▶ Consigne 1:
Répondez aux questions suivantes à partir de l'extrait sur les supporters de football chiliens :
(a) Combien de morts la répression policière a-t-elle causés ?
(b) Quel week-end des matchs étaient-ils programmés ?
(c) Quel groupe de supporters du club d'Everton à Viña del Mar s'est dit disposé à boycotter chaque rencontre dans son stade ?

== Extrait du document ==

Los Panzers, Santiago Wanderers
Les supporters vont utiliser le blocage du football comme un levier de ce que les médias locaux appellent “estallido social” (“l’explosion sociale”), sous une répression policière féroce: 34 morts, plus de 3000 blessés et de 8800 arrestations au total. “Sans justice, il n’y aura pas de football” est un des slogans emblématiques repris en chœur par les supporters qui lient cette reprise à la satisfaction des revendications du peuple chilien pour des conditions de vie dignes. Face à la programmation de matchs le week-end du 16 novembre, soit un mois après le début de l’insurrection, les appels au boycott et au blocage se multiplient. “Il ne faut pas s’amuser avec la classe des travailleurs. C’est notre réveil et nous ne nous arrêterons pas!”, préviennent Los Panzers, principal groupe de supporters des Santiago Wanderers de Valparaiso, dans un communiqué où ils menacent de ne laisser aucun joueur fouler la pelouse.
De son côté, le groupe Los del Cerro du club d’Everton à Viña del Mar a annoncé être disposé “à boycotter chaque rencontre” programmée dans son stade. “Ils veulent utiliser les clubs comme des outils politiques au service de leurs intérêts. Ils veulent nous épuiser, nous abrutir, nous aliéner et que nous oublions la lutte”, ont ajouté les antifascistes de la La Garra Blanca. pour Los Cruzados de Universidad Católica: “Nous nous opposons absolument à la reprise du championnat alors que le peuple chilien n’a pas été écouté et, pire encore, que la répression a augmenté.” Même son de cloche chez Los de Abajo. Des communiqués similaires ont été publiés par les clubs de supporters de Cobreloa, Antofagasta, Audax Italiano, O’higgins et Unión Española.

===
== Liste des enregistrements ==

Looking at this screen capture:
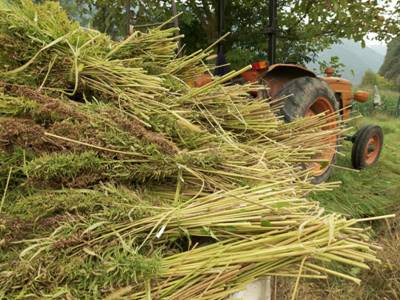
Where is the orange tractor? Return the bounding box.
[195,0,383,183]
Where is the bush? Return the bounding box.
[361,70,400,91]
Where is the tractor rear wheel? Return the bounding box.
[276,77,340,184]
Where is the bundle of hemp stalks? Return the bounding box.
[0,0,390,299]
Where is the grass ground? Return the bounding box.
[276,92,400,300]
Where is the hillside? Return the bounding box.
[379,37,400,84]
[308,40,384,84]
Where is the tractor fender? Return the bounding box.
[262,64,317,98]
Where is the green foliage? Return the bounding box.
[26,151,102,183]
[62,0,400,67]
[318,56,345,77]
[361,70,396,91]
[353,86,400,117]
[312,111,400,217]
[379,37,400,91]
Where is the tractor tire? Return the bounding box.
[275,77,340,184]
[351,125,383,170]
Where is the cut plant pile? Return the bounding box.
[0,0,390,299]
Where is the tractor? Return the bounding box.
[195,0,383,184]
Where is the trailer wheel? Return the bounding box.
[276,77,340,184]
[351,125,383,170]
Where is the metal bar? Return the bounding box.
[267,0,278,65]
[217,0,225,54]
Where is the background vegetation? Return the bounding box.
[53,0,400,67]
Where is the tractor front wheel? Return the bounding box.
[276,77,340,184]
[351,125,383,170]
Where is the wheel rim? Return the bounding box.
[305,97,337,176]
[364,134,381,165]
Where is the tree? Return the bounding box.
[59,0,400,64]
[379,36,400,90]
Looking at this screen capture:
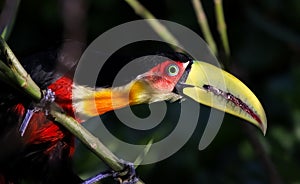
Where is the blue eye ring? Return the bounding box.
[166,64,179,77]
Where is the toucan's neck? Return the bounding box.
[73,80,180,117]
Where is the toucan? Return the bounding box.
[0,53,267,184]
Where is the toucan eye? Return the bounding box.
[167,64,179,77]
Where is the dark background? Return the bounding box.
[0,0,300,183]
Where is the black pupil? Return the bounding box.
[169,66,177,74]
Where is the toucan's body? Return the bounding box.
[0,51,266,184]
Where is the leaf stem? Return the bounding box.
[192,0,218,55]
[214,0,230,57]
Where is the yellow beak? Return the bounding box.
[183,61,267,134]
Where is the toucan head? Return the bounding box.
[73,51,267,134]
[129,52,267,134]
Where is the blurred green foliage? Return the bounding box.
[0,0,300,183]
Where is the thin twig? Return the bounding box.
[214,0,230,57]
[0,37,42,101]
[0,0,21,40]
[192,0,218,55]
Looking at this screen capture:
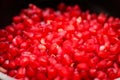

===

▶ Consigne 2:
Disposez en tableau Markdown tout ce qui va de la ligne des enregistrements contenant « Where is the metal » jusqu'à la fin des enregistrements, bornes comprises, avec les colonnes « Numéro » et « Ligne d'enregistrement ». Laissez de côté les lignes vides et les images.

▶ Réponse 1:
(a) La répression policière a causé 34 morts.
(b) Des matchs étaient programmés le week-end du 16 novembre.
(c) C'est le groupe Los del Cerro qui s'est dit disposé à boycotter chaque rencontre.

▶ Réponse 2:
| Numéro | Ligne d'enregistrement |
|---|---|
| 1 | Where is the metal bar? Return the bounding box. |
| 2 | [267,0,278,65] |
| 3 | [217,0,225,54] |
| 4 | Where is the background vegetation? Return the bounding box. |
| 5 | [53,0,400,67] |
| 6 | Where is the tractor front wheel? Return the bounding box. |
| 7 | [276,77,340,184] |
| 8 | [351,125,383,170] |
| 9 | Where is the wheel rim? Return the bounding box. |
| 10 | [305,97,337,176] |
| 11 | [364,134,381,165] |
| 12 | Where is the tree? Return the bounding box. |
| 13 | [59,0,400,64] |
| 14 | [379,36,400,90] |
| 15 | Looking at this screen capture: |
| 16 | Where is the blue eye ring? Return the bounding box. |
| 17 | [166,64,179,77] |
| 18 | Where is the toucan's neck? Return the bounding box. |
| 19 | [73,80,180,117] |
| 20 | Where is the toucan? Return the bounding box. |
| 21 | [0,53,267,184] |
| 22 | Where is the toucan eye? Return the bounding box. |
| 23 | [167,64,179,77] |
| 24 | Where is the dark background? Return the bounding box. |
| 25 | [0,0,300,183] |
| 26 | Where is the black pupil? Return the bounding box. |
| 27 | [169,66,177,74] |
| 28 | Where is the toucan's body? Return the bounding box. |
| 29 | [0,51,266,184] |
| 30 | Where is the leaf stem? Return the bounding box. |
| 31 | [192,0,218,55] |
| 32 | [214,0,230,57] |
| 33 | Where is the yellow beak? Return the bounding box. |
| 34 | [183,61,267,134] |
| 35 | Where is the toucan head? Return the bounding box. |
| 36 | [73,51,267,134] |
| 37 | [129,52,267,134] |
| 38 | Where is the blurred green foliage? Return the bounding box. |
| 39 | [0,0,300,183] |
| 40 | Where is the thin twig? Return the bounding box. |
| 41 | [214,0,230,57] |
| 42 | [0,37,42,101] |
| 43 | [0,0,21,40] |
| 44 | [192,0,218,55] |
| 45 | Looking at this screen capture: |